**DIRECTIVE:** Return every line below that contains the string "white", treating uppercase and lowercase as different.

**TASK INPUT:**
┌──

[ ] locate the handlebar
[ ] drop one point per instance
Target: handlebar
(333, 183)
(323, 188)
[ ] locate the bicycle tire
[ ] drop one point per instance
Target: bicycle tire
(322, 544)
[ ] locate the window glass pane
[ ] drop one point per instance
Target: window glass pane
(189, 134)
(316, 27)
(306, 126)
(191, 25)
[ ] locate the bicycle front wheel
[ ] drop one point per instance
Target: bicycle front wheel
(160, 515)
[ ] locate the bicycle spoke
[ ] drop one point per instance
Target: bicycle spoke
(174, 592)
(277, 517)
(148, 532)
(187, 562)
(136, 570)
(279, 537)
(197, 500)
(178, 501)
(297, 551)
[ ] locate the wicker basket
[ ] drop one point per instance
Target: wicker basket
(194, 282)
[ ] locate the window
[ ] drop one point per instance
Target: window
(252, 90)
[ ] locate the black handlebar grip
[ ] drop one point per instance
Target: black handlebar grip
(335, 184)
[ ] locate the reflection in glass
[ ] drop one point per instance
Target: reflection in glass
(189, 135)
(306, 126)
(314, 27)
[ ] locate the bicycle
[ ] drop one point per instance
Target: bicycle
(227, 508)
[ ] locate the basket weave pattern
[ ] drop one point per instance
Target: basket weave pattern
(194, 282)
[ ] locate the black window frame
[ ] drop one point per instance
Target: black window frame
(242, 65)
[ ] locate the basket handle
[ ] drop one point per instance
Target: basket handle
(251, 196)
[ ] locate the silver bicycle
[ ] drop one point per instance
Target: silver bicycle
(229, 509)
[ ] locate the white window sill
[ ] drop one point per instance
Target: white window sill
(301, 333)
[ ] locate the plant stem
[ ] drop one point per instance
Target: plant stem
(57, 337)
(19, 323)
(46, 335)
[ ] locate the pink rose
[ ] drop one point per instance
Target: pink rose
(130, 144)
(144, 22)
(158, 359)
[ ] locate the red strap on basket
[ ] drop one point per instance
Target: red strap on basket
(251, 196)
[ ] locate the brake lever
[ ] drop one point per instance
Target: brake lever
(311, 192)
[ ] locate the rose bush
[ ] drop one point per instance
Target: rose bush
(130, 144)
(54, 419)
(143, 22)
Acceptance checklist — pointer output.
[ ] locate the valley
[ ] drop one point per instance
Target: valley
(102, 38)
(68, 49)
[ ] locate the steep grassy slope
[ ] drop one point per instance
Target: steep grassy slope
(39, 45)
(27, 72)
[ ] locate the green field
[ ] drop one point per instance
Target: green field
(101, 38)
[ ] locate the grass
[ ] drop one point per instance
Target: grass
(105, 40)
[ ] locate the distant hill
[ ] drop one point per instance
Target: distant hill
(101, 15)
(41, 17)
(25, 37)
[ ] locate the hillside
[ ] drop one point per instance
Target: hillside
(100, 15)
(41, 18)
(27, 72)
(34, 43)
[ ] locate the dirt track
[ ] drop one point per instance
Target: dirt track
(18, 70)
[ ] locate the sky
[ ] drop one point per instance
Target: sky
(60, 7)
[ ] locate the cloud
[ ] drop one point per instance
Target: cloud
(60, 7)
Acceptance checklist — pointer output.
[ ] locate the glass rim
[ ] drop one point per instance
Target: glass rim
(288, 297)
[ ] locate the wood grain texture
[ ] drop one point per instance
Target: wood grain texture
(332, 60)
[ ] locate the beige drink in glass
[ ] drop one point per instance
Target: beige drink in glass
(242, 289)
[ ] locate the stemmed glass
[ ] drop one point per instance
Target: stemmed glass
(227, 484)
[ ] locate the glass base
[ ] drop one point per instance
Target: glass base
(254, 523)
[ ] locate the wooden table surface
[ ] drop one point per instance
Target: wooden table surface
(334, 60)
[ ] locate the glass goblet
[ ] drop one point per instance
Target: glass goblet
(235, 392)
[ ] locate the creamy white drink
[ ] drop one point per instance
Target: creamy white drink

└──
┌──

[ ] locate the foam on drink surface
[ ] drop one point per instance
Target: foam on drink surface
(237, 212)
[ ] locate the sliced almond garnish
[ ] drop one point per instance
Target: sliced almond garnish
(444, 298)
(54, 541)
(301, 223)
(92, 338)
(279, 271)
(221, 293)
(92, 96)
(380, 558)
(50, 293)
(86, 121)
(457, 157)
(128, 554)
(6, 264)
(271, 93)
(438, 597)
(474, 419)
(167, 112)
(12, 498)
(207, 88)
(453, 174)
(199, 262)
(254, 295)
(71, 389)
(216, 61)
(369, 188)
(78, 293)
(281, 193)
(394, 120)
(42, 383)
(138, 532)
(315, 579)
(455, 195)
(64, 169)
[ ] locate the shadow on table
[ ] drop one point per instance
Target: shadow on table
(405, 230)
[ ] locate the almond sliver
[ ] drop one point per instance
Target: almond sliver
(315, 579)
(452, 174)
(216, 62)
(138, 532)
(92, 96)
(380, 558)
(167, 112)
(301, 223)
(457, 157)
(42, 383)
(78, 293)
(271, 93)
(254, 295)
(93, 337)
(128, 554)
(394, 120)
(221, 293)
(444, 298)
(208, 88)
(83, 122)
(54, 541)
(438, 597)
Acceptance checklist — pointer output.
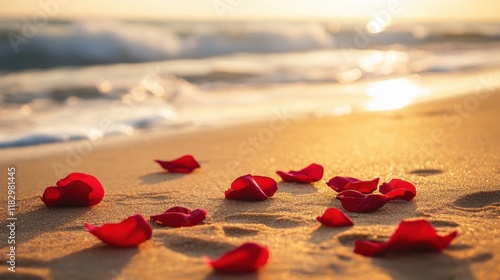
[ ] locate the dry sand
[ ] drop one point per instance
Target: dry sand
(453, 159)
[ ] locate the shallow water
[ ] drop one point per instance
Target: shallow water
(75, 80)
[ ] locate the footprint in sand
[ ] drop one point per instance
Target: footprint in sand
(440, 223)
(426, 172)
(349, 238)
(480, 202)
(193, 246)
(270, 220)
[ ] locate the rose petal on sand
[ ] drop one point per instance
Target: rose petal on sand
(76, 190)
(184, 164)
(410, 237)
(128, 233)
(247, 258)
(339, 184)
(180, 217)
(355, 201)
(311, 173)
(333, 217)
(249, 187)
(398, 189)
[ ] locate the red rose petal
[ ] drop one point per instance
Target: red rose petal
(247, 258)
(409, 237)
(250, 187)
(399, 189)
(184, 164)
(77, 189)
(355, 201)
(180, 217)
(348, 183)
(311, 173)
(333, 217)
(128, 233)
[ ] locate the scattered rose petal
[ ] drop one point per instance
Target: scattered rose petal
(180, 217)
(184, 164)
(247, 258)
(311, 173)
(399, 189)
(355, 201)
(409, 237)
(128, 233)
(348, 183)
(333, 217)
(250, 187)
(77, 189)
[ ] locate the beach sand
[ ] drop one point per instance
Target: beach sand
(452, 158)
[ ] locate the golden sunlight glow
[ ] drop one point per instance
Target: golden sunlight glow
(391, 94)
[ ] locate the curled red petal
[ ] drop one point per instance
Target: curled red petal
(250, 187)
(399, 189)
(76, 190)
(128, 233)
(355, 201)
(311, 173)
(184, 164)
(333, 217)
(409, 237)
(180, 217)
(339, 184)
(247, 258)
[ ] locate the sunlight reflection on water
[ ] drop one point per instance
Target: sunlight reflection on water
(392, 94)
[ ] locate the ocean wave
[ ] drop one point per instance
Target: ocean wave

└──

**SOLUTION:**
[ ] locate the white window sill
Target: white window sill
[ ] locate the creamy white drink
Target: creamy white drink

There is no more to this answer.